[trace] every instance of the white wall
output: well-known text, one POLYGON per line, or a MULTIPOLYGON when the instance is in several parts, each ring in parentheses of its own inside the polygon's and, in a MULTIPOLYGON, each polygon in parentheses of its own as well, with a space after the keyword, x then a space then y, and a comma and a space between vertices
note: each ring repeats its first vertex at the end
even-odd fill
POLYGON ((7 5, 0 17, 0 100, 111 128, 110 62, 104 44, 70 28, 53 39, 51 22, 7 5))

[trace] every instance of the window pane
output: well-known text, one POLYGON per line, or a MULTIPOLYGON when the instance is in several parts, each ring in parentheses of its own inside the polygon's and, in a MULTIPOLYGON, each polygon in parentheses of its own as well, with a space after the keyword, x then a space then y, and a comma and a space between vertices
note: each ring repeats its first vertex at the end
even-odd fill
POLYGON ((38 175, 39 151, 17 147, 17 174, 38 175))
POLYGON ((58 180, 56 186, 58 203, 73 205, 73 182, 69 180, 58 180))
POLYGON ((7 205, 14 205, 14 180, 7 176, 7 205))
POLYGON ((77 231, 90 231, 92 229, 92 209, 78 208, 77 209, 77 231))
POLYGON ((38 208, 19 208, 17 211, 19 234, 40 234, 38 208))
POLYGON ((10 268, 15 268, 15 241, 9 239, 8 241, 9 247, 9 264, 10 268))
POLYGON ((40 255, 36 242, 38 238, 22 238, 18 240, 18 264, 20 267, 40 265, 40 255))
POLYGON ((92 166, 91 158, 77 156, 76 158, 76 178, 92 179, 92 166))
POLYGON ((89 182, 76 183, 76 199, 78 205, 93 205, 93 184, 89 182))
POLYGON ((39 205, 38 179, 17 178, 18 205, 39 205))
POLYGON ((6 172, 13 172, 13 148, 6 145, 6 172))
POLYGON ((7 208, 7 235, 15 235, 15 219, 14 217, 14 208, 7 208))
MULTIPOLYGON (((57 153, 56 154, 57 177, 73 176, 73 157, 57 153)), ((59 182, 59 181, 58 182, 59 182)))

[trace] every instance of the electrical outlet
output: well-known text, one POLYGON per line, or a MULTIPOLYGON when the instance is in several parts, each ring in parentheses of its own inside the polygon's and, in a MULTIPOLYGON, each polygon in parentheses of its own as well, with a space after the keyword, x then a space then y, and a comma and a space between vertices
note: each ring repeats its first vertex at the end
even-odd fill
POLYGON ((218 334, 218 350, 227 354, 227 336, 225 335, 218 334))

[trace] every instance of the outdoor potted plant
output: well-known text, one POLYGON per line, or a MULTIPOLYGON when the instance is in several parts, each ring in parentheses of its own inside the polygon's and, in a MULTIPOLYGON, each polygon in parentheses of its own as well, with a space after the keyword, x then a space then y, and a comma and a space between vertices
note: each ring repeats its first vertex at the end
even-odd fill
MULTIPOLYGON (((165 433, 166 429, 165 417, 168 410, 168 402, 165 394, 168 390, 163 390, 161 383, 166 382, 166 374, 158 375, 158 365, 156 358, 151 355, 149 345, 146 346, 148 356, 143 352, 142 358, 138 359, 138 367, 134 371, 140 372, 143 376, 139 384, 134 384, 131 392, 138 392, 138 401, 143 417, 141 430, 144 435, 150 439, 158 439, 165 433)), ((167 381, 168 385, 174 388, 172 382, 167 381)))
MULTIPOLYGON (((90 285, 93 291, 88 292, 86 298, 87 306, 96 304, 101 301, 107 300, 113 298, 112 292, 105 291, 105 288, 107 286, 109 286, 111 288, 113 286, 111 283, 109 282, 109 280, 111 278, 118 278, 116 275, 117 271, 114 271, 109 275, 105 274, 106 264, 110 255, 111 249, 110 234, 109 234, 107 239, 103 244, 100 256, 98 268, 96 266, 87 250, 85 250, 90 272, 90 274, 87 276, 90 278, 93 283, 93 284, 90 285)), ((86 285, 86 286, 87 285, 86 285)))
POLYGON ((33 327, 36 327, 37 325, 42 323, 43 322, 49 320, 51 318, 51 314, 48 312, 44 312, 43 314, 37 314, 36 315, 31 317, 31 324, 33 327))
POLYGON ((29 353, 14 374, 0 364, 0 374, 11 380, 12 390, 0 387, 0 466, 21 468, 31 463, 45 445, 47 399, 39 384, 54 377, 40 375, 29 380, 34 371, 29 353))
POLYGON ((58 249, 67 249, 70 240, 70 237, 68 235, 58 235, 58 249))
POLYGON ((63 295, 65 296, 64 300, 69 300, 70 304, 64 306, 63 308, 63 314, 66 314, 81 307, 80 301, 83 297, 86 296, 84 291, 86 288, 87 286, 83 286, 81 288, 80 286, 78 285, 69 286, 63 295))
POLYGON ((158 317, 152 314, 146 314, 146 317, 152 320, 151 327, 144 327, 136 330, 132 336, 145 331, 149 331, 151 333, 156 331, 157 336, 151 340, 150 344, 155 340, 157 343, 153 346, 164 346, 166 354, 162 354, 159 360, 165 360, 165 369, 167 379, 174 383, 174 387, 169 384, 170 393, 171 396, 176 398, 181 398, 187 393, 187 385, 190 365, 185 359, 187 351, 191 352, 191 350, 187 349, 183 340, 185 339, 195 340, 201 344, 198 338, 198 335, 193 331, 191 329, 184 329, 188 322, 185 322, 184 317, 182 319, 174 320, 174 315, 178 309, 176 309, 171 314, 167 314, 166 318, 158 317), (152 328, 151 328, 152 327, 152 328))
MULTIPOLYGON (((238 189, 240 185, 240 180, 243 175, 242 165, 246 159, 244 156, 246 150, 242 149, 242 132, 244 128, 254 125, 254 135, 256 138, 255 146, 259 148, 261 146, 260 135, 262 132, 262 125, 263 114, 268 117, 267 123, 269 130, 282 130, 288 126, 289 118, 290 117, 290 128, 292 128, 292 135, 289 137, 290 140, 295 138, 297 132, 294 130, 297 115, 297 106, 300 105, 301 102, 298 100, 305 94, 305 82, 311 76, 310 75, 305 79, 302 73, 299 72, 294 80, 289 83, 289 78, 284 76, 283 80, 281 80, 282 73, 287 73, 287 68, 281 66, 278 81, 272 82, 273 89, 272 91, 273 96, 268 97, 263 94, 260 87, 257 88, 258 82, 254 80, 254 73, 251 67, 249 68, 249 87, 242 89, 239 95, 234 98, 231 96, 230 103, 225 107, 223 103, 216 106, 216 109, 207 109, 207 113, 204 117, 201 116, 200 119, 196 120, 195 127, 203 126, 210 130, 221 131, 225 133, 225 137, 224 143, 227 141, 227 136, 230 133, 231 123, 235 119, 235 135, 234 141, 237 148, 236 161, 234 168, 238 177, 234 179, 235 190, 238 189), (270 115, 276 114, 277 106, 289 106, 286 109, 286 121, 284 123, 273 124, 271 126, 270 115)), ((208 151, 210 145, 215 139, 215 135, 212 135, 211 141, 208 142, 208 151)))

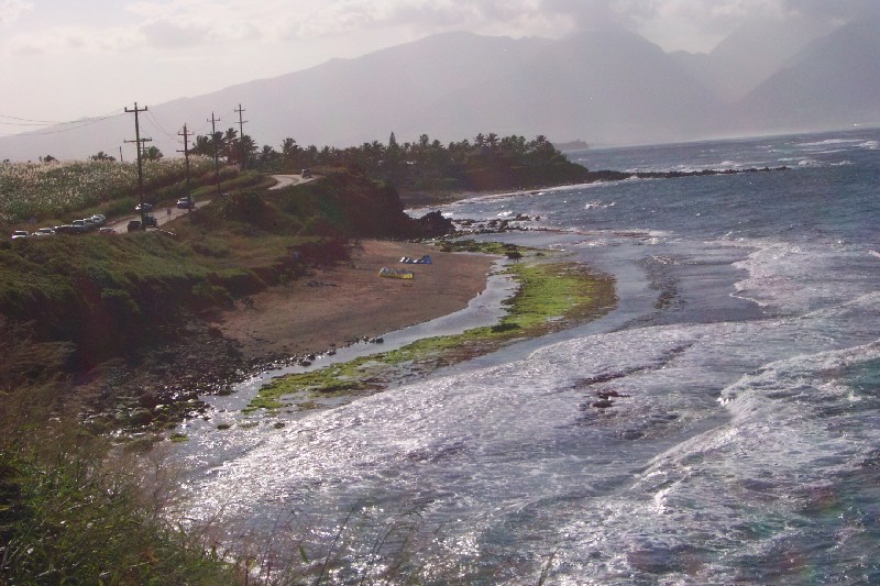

What is asked: Copy out every one of the lines above word for word, without the pictures.

Response to the task:
[trace] every instance of the white wall
output: well-known text, one POLYGON per line, or a MULTIPOLYGON when the instance is in several parts, each ring in parentheses of its own inside the polygon's and, in a MULTIPOLYGON, each polygon in parentheses of its own as well, with a space after the keyword, x then a space then y, and a comma and a space between vertices
note: each ring repeats its first vertex at the end
even-odd fill
POLYGON ((7 5, 0 17, 0 100, 111 128, 110 62, 104 44, 70 28, 53 39, 51 22, 7 5))

[trace] every instance of the window pane
output: well-known text, one POLYGON per line, or a MULTIPOLYGON when the instance is in several parts, each ring in parentheses of its own inside the polygon's and, in a MULTIPOLYGON, each polygon in parentheses of its own as well, with a space after the keyword, x then a space then y, and a comma and a space between vertices
note: each ring repeats its first vertex at the end
even-odd fill
POLYGON ((38 175, 39 151, 17 147, 17 174, 38 175))
POLYGON ((58 180, 56 186, 58 203, 73 205, 73 182, 69 180, 58 180))
POLYGON ((7 205, 14 205, 14 180, 7 176, 7 205))
POLYGON ((77 231, 90 231, 92 229, 92 209, 78 208, 77 209, 77 231))
POLYGON ((38 208, 19 208, 17 211, 19 234, 40 234, 38 208))
POLYGON ((10 268, 15 268, 15 241, 9 239, 8 241, 9 247, 9 264, 10 268))
POLYGON ((40 255, 36 242, 38 238, 22 238, 18 240, 18 264, 20 267, 40 265, 40 255))
POLYGON ((92 166, 91 158, 77 156, 76 158, 76 178, 92 179, 92 166))
POLYGON ((89 182, 76 183, 76 199, 78 205, 93 205, 93 184, 89 182))
POLYGON ((39 205, 38 179, 17 178, 18 205, 39 205))
POLYGON ((6 172, 13 172, 13 148, 6 145, 6 172))
POLYGON ((7 208, 7 235, 15 235, 15 219, 14 217, 14 208, 7 208))
MULTIPOLYGON (((57 153, 56 154, 57 177, 73 176, 73 157, 57 153)), ((59 182, 59 181, 58 182, 59 182)))

[trace] every instance of the electrical outlet
output: well-known text, one POLYGON per line, or a MULTIPOLYGON when the instance is in several parts, each ring in parentheses of its own inside the polygon's and, in a MULTIPOLYGON, each polygon in parentheses of its own as well, with a space after the keyword, x then a space then y, and a comma and a space between vertices
note: each ring repeats its first vertex at the end
even-odd fill
POLYGON ((218 334, 218 350, 227 354, 227 336, 225 335, 218 334))

[trace] every instance of the outdoor potted plant
output: well-known text, one POLYGON per line, or a MULTIPOLYGON when the instance is in several parts, each ring in parentheses of its own inside the polygon's and, in a MULTIPOLYGON, each polygon in parentheses of its own as well, with a space after the keyword, x then a space then y, and a comma and a space between vertices
note: each ring repeats its first vertex at the end
even-odd fill
MULTIPOLYGON (((165 433, 166 429, 165 417, 168 410, 168 402, 165 394, 168 390, 163 390, 161 383, 166 382, 166 374, 158 375, 158 365, 156 358, 151 355, 149 345, 146 346, 148 356, 143 352, 142 358, 138 359, 138 367, 134 371, 140 372, 143 376, 139 384, 134 384, 131 392, 138 392, 138 401, 143 417, 141 430, 144 435, 150 439, 158 439, 165 433)), ((167 381, 168 385, 174 388, 172 382, 167 381)))
MULTIPOLYGON (((90 285, 93 291, 88 292, 86 298, 87 306, 96 304, 101 301, 107 300, 113 298, 112 292, 105 291, 105 288, 107 286, 109 286, 111 288, 113 286, 111 283, 109 282, 109 280, 111 278, 118 278, 116 275, 117 271, 114 271, 109 275, 105 274, 106 264, 110 255, 111 249, 110 234, 109 234, 107 239, 103 244, 100 256, 98 268, 96 266, 87 250, 85 250, 90 272, 90 274, 87 276, 90 278, 93 283, 93 284, 90 285)), ((86 285, 86 286, 87 285, 86 285)))
POLYGON ((33 327, 36 327, 37 325, 42 323, 43 322, 49 320, 51 318, 51 314, 48 312, 44 312, 43 314, 37 314, 36 315, 31 317, 31 324, 33 327))
POLYGON ((29 353, 14 374, 0 364, 0 374, 11 380, 12 390, 0 387, 0 466, 21 468, 31 463, 45 445, 47 399, 39 384, 54 377, 40 375, 29 380, 34 371, 29 353))
POLYGON ((58 249, 67 249, 70 240, 70 237, 68 235, 58 235, 58 249))
POLYGON ((63 295, 65 296, 64 300, 69 300, 70 304, 64 306, 63 308, 63 314, 66 314, 81 307, 80 301, 83 297, 86 296, 84 291, 86 288, 87 286, 83 286, 81 288, 80 286, 78 285, 69 286, 63 295))
POLYGON ((158 317, 152 314, 146 314, 146 317, 152 320, 151 327, 144 327, 136 330, 132 336, 145 331, 149 331, 151 333, 156 331, 157 336, 151 340, 150 344, 155 340, 157 343, 153 346, 164 346, 166 354, 162 354, 159 360, 165 360, 165 369, 167 379, 174 383, 174 387, 169 384, 170 393, 171 396, 176 398, 181 398, 187 393, 187 385, 190 365, 185 359, 187 351, 191 352, 191 350, 187 349, 183 340, 185 339, 195 340, 201 344, 198 338, 198 335, 193 331, 191 329, 184 329, 188 322, 185 322, 184 317, 182 319, 174 320, 174 315, 178 309, 176 309, 171 314, 167 314, 166 318, 158 317), (152 328, 151 328, 152 327, 152 328))
MULTIPOLYGON (((238 189, 240 185, 240 180, 243 175, 242 165, 246 159, 244 156, 246 150, 242 149, 242 132, 244 128, 254 125, 254 135, 256 138, 255 146, 259 148, 261 146, 260 135, 262 132, 262 125, 263 114, 268 117, 267 123, 269 130, 282 130, 288 126, 289 118, 290 117, 290 128, 292 128, 292 135, 289 137, 290 140, 295 138, 297 132, 294 130, 297 115, 297 106, 300 105, 301 102, 298 100, 305 94, 305 82, 311 76, 310 75, 305 79, 302 73, 299 72, 294 80, 289 83, 289 78, 284 76, 283 80, 281 80, 282 73, 287 73, 287 68, 281 66, 278 81, 272 82, 273 89, 272 91, 273 96, 268 97, 263 94, 260 87, 257 88, 258 82, 254 80, 254 73, 251 67, 249 68, 249 87, 242 89, 239 95, 234 98, 231 96, 230 103, 225 107, 223 103, 216 106, 216 109, 207 109, 207 113, 204 117, 201 116, 200 119, 196 120, 195 127, 203 126, 210 130, 221 131, 225 133, 225 137, 224 143, 227 141, 227 136, 230 133, 231 123, 235 119, 235 135, 234 141, 237 148, 236 161, 234 168, 238 177, 234 179, 235 190, 238 189), (270 115, 276 114, 277 106, 289 106, 286 109, 286 121, 284 123, 273 124, 271 126, 270 115)), ((208 151, 210 145, 215 139, 215 135, 212 135, 211 141, 208 142, 208 151)))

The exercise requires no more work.